### WHAT YOU HAVE TO DO
Give the number of lines in the data below that contain "strap", with no other words.

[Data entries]
--------
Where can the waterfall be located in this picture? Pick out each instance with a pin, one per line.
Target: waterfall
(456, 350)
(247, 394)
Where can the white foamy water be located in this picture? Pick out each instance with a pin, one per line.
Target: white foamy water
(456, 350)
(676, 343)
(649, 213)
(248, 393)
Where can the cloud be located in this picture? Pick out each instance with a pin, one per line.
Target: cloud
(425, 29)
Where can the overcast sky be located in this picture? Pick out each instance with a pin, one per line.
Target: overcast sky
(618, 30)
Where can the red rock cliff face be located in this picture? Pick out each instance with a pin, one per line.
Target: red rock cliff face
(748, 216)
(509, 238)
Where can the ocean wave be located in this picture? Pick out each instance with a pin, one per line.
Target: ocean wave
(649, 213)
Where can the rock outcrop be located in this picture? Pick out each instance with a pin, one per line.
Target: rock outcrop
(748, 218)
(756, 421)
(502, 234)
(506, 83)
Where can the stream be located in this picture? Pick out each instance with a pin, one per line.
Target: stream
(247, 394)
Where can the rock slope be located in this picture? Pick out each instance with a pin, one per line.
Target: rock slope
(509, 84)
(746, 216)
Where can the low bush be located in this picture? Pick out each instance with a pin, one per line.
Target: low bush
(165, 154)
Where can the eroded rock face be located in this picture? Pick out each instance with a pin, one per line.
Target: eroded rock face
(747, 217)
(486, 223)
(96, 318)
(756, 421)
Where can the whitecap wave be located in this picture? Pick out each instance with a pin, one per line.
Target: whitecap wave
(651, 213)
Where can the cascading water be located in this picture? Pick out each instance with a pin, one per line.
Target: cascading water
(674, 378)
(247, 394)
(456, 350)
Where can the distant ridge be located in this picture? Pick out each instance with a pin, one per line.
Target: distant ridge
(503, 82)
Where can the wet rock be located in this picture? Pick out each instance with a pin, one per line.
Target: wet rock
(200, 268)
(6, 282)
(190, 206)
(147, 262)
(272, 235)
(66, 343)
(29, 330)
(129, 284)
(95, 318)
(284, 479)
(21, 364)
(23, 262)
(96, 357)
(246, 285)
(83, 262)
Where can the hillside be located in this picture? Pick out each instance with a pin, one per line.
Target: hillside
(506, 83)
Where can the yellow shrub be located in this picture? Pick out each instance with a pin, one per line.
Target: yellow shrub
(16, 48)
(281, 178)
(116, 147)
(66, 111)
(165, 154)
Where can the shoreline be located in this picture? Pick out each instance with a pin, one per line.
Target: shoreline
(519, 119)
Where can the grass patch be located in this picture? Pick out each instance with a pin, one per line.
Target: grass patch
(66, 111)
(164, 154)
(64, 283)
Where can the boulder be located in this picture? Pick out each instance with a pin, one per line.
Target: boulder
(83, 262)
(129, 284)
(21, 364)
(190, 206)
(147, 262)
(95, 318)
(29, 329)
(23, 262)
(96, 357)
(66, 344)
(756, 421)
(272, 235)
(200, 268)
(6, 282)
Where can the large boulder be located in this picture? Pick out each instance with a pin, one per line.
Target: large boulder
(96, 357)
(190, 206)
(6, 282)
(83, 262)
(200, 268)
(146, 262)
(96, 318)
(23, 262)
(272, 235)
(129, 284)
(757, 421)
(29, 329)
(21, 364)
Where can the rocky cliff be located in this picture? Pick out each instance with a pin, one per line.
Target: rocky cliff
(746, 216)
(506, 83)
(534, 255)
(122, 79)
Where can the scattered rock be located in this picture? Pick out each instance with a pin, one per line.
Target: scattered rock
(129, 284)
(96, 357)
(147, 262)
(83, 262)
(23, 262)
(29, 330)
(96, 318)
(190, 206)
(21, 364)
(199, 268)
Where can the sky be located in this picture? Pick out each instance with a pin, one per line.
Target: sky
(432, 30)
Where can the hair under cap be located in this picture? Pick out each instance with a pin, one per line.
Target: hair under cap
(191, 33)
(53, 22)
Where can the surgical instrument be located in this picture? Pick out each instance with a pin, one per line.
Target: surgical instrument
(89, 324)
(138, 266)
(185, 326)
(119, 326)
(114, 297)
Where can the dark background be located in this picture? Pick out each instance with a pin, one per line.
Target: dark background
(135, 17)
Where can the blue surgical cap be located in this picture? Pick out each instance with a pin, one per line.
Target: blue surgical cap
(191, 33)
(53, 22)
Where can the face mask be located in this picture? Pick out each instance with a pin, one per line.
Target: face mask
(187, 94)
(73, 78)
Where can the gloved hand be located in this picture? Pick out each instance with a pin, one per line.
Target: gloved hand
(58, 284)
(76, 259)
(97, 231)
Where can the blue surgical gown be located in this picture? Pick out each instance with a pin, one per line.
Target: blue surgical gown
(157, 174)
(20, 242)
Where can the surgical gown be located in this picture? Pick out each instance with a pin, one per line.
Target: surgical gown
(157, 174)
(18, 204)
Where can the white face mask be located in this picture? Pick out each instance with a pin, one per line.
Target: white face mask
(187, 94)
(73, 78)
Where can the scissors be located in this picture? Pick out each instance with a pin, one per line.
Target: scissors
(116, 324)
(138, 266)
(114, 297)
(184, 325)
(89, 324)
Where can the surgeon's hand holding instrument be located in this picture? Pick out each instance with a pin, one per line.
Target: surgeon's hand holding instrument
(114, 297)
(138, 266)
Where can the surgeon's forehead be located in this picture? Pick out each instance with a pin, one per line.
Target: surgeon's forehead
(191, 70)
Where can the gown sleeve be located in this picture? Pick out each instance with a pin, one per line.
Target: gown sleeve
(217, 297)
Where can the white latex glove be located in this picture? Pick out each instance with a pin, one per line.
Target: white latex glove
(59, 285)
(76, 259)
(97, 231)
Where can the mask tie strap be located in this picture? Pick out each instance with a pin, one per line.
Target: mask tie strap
--------
### PROBLEM SOLUTION
2